> **Data drawn from a collection**
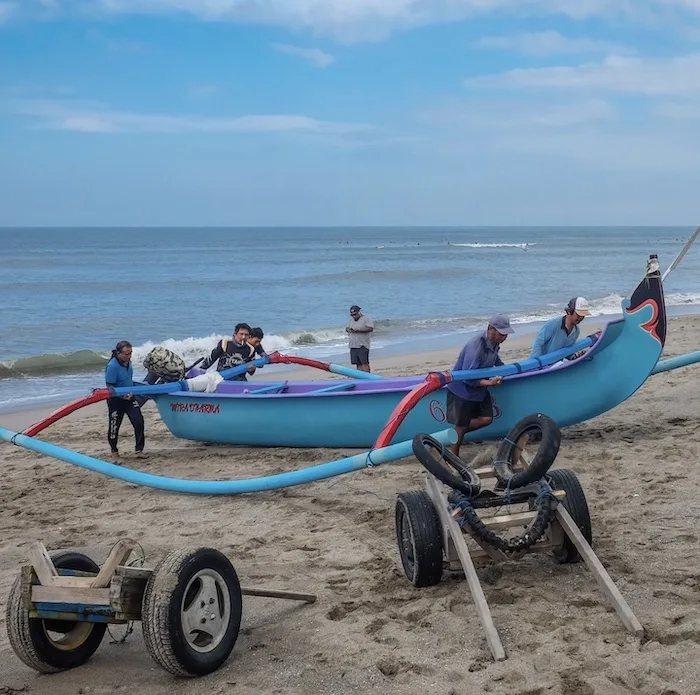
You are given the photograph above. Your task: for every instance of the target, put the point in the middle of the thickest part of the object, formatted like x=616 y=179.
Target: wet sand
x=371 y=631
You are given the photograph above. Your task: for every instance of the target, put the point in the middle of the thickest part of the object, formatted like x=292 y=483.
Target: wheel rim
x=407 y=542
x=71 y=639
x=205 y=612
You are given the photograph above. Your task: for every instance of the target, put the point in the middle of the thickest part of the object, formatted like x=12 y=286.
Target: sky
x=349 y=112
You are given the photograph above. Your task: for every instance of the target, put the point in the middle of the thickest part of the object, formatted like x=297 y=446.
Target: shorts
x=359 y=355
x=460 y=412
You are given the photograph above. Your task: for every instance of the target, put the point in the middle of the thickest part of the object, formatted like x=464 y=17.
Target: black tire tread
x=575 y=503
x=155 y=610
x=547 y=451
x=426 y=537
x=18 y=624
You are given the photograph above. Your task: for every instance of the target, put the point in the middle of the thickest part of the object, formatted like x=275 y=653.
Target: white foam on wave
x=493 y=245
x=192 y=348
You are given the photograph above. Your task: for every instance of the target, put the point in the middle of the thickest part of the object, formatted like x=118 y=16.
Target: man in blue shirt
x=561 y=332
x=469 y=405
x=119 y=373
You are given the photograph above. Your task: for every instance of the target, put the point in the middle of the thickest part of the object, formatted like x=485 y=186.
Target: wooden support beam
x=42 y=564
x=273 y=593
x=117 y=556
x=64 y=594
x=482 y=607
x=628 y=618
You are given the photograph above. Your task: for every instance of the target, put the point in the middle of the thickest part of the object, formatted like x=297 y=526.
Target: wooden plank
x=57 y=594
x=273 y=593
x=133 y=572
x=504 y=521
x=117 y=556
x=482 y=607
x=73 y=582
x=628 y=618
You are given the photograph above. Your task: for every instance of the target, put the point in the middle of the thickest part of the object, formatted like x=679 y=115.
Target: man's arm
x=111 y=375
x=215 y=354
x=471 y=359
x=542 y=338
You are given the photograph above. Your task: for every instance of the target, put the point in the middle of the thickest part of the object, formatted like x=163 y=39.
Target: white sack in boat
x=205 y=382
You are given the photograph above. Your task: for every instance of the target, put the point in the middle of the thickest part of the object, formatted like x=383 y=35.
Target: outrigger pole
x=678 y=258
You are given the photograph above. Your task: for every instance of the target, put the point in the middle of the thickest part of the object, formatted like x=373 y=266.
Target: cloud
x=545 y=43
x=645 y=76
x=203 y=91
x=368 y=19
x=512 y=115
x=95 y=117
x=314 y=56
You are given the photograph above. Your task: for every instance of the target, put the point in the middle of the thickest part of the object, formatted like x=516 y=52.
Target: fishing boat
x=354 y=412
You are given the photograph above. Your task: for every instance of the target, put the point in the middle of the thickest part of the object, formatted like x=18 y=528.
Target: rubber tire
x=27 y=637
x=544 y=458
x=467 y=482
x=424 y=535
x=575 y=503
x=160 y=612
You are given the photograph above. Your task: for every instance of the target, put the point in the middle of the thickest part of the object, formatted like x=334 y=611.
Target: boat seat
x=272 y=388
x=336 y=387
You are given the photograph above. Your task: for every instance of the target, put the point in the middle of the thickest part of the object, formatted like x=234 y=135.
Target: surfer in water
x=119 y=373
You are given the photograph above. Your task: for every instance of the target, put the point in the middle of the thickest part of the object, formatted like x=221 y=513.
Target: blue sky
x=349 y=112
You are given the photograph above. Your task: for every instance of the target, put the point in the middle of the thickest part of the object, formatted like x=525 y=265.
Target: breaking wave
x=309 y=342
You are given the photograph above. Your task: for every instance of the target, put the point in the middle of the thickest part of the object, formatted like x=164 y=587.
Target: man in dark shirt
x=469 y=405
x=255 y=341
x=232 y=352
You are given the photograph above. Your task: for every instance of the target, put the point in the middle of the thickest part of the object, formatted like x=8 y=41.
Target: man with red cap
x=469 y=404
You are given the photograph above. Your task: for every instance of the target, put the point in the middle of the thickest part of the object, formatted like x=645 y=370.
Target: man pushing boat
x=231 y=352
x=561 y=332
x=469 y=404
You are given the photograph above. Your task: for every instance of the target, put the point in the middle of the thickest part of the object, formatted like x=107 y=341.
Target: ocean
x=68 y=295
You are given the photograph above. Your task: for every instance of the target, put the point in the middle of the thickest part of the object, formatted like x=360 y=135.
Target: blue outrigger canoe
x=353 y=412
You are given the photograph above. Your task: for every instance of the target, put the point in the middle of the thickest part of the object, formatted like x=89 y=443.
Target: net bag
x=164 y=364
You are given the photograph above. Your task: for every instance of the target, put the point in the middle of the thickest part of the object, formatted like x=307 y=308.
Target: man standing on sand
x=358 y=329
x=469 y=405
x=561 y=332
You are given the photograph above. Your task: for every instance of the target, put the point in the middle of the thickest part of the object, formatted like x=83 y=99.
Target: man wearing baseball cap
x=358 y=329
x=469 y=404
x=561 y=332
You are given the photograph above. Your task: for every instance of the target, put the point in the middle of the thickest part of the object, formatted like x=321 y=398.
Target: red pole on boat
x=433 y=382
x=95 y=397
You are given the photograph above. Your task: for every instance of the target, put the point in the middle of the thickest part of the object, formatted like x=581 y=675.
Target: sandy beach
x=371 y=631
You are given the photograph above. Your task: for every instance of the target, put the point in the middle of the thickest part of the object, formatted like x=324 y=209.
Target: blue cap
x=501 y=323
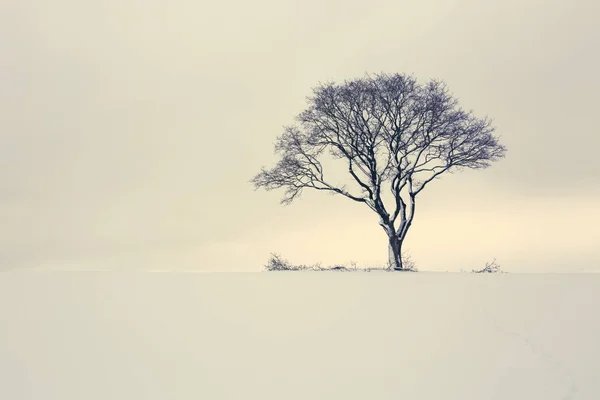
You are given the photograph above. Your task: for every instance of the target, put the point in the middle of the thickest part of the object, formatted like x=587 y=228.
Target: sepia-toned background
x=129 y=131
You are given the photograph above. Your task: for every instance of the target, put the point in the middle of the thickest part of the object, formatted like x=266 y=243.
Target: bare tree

> **REQUIRED WORK**
Set out every line of the records above as a numbered list, leaving out blank lines and omitting the pictures.

> **TASK SOLUTION**
1. You are given the photograph above. Your task: for every instance of the target, put the point in the middle of the thickest part of the object, formatted like x=616 y=179.
2. Target: wet sand
3. x=371 y=631
4. You are given the photograph above. Your task: for every instance of the target, put the point in the middle of the thickest part of the object, formatted like x=292 y=483.
5. Target: wheel rim
6. x=407 y=542
7. x=71 y=639
8. x=205 y=612
9. You are given the photograph above. Your task: for every instance of the target, put the point in the middle of the thickest part of the object, formatted like x=12 y=286.
10. Target: sky
11. x=349 y=112
12. You are given the photograph above. Your task: for every instance of the target, put the point in the middle of the thickest part of the object, formatted like x=297 y=446.
13. Target: shorts
14. x=359 y=355
15. x=460 y=412
16. You are given the photograph above. Your task: for every instance of the target, put the point in the middle of the thickest part of the object, formatted like x=464 y=17.
17. Target: black tire tread
18. x=575 y=503
19. x=155 y=610
20. x=547 y=451
21. x=426 y=537
22. x=18 y=624
23. You are given the photograph above. Your task: for every instance of the target, put the point in the middle of the thickest part of the object, formatted like x=275 y=653.
24. Target: white foam on wave
25. x=493 y=245
26. x=192 y=348
27. You are given the photograph above. Your task: for every instance of the target, put the point in the middle of the thickest part of the object, formatted like x=118 y=16.
28. Target: man in blue shirt
29. x=561 y=332
30. x=469 y=405
31. x=119 y=373
32. You are given the photograph above. Your task: for every instance of the target, put the point in the middle of the thickest part of the object, formatted like x=485 y=186.
33. Target: wooden support beam
34. x=42 y=564
35. x=273 y=593
36. x=117 y=556
37. x=64 y=594
38. x=482 y=607
39. x=628 y=618
40. You are given the photograph above. Your task: for every instance of the target, put the point in the middle of the thickest part of the object, formatted like x=297 y=526.
41. Target: wooden plank
42. x=57 y=594
43. x=273 y=593
44. x=133 y=572
45. x=504 y=521
46. x=117 y=556
47. x=482 y=607
48. x=73 y=582
49. x=628 y=618
50. You are given the photograph above. Your task: for every instance of the target, put the point in the middle of the thickest part of the object, formatted like x=679 y=115.
51. Target: man's arm
52. x=111 y=375
53. x=215 y=354
54. x=471 y=359
55. x=542 y=338
56. You are given the photograph above. Your task: for every instance of the target, put the point in the middle of the thickest part of the object, formatted like x=163 y=39.
57. Target: white sack in boat
58. x=205 y=382
59. You are given the photograph above. Your task: for every instance of the target, put the point in the middle of the thickest part of the object, formatted like x=383 y=35.
60. Target: outrigger pole
61. x=678 y=258
62. You are given the photograph above. Your task: for every instance of the target, put the point in the middle of the thickest part of the object, formatted like x=373 y=266.
63. Target: cloud
64. x=545 y=43
65. x=645 y=76
66. x=203 y=91
67. x=368 y=19
68. x=512 y=115
69. x=95 y=117
70. x=314 y=56
71. You are given the photograph above. Your task: for every instance of the target, put the point in the middle of the thickest part of the object, formatted like x=516 y=52.
72. Target: fishing boat
73. x=354 y=412
74. You are given the photograph above. Your task: for every instance of the target, put the point in the middle of the thickest part of the object, formatted like x=18 y=528.
75. Target: rubber tire
76. x=27 y=637
77. x=544 y=458
78. x=467 y=482
79. x=424 y=535
80. x=575 y=503
81. x=160 y=612
82. You are given the photograph above. Your task: for every instance of the target, put the point in the middle of the thickest part of the object, formatted like x=334 y=611.
83. Target: boat seat
84. x=272 y=388
85. x=336 y=387
86. You are given the photograph above. Your task: for every instance of the target, put the point in the middle of the thickest part of the object, formatted like x=234 y=135.
87. Target: surfer in water
88. x=119 y=373
89. You are given the photograph above. Your task: for every instance of the target, put the point in the middle of the thickest part of the object, formatted like x=221 y=513.
90. Target: blue sky
91. x=349 y=112
92. You are given the photograph above. Your task: for every instance of the target, put the point in the middle of the thickest part of the object, formatted like x=525 y=265.
93. Target: breaking wave
94. x=309 y=342
95. You are given the photograph above. Your task: for every instance of the target, put the point in the middle of the thickest part of the object, formatted like x=164 y=587.
96. Target: man in dark shirt
97. x=469 y=405
98. x=255 y=341
99. x=232 y=352
100. You are given the photograph above. Your task: for every instance of the target, put the point in the middle of the thickest part of the object, formatted like x=8 y=41.
101. Target: man with red cap
102. x=469 y=404
103. You are given the photograph above. Your task: for every instance of the target, put the point in the middle of the thickest part of the object, formatted like x=645 y=370.
104. Target: man pushing boat
105. x=231 y=352
106. x=561 y=332
107. x=469 y=404
108. You are given the photograph above. Your task: for every instance of the target, put the point in the middle of the thickest part of the object, formatted like x=107 y=341.
109. Target: ocean
110. x=68 y=295
111. You are given the photograph above. Your task: for every instance of the target, put the point in the middle of the thickest part of the object, formatted like x=360 y=135.
112. Target: blue outrigger canoe
113. x=353 y=412
114. You are given the photograph above. Your task: for every instance of the target, put the point in the middle of the thickest part of the object, formatted like x=89 y=443.
115. Target: net bag
116. x=164 y=364
117. You are given the photograph above. Your task: for every instance of the target, put the point in the middle of the thickest part of the object, formatted like x=307 y=308.
118. Target: man standing on sand
119. x=358 y=329
120. x=469 y=405
121. x=561 y=332
122. You are given the photograph above. Your task: for every instance of the target, put the point in the middle of the thickest part of the object, formatted like x=83 y=99.
123. Target: man wearing baseball cap
124. x=358 y=329
125. x=469 y=404
126. x=561 y=332
127. You are given the photograph above. Your task: for every instance of the target, put the point in the middle of the thickest part of the object, formatted like x=321 y=398.
128. Target: red pole on boat
129. x=433 y=382
130. x=95 y=397
131. You are given the photograph above. Your task: for every instance of the target, put the point in the middle of the thickest part of the object, formatted like x=581 y=675.
132. Target: sandy beach
133. x=371 y=631
134. You are given the photograph above. Your task: for every instance of the target, put the point in the middle of the thickest part of the object, formatted like x=324 y=209.
135. Target: blue cap
136. x=501 y=323
137. You are given the photograph above. Your task: for every instance of the target, put the point in the middle of the thickest part of the object, formatted like x=587 y=228.
138. Target: sepia-toned background
139. x=129 y=131
140. You are given the photograph above. Your task: for every instance of the target, put the point in the middle of the thickest part of the object, formatted like x=266 y=243.
141. Target: bare tree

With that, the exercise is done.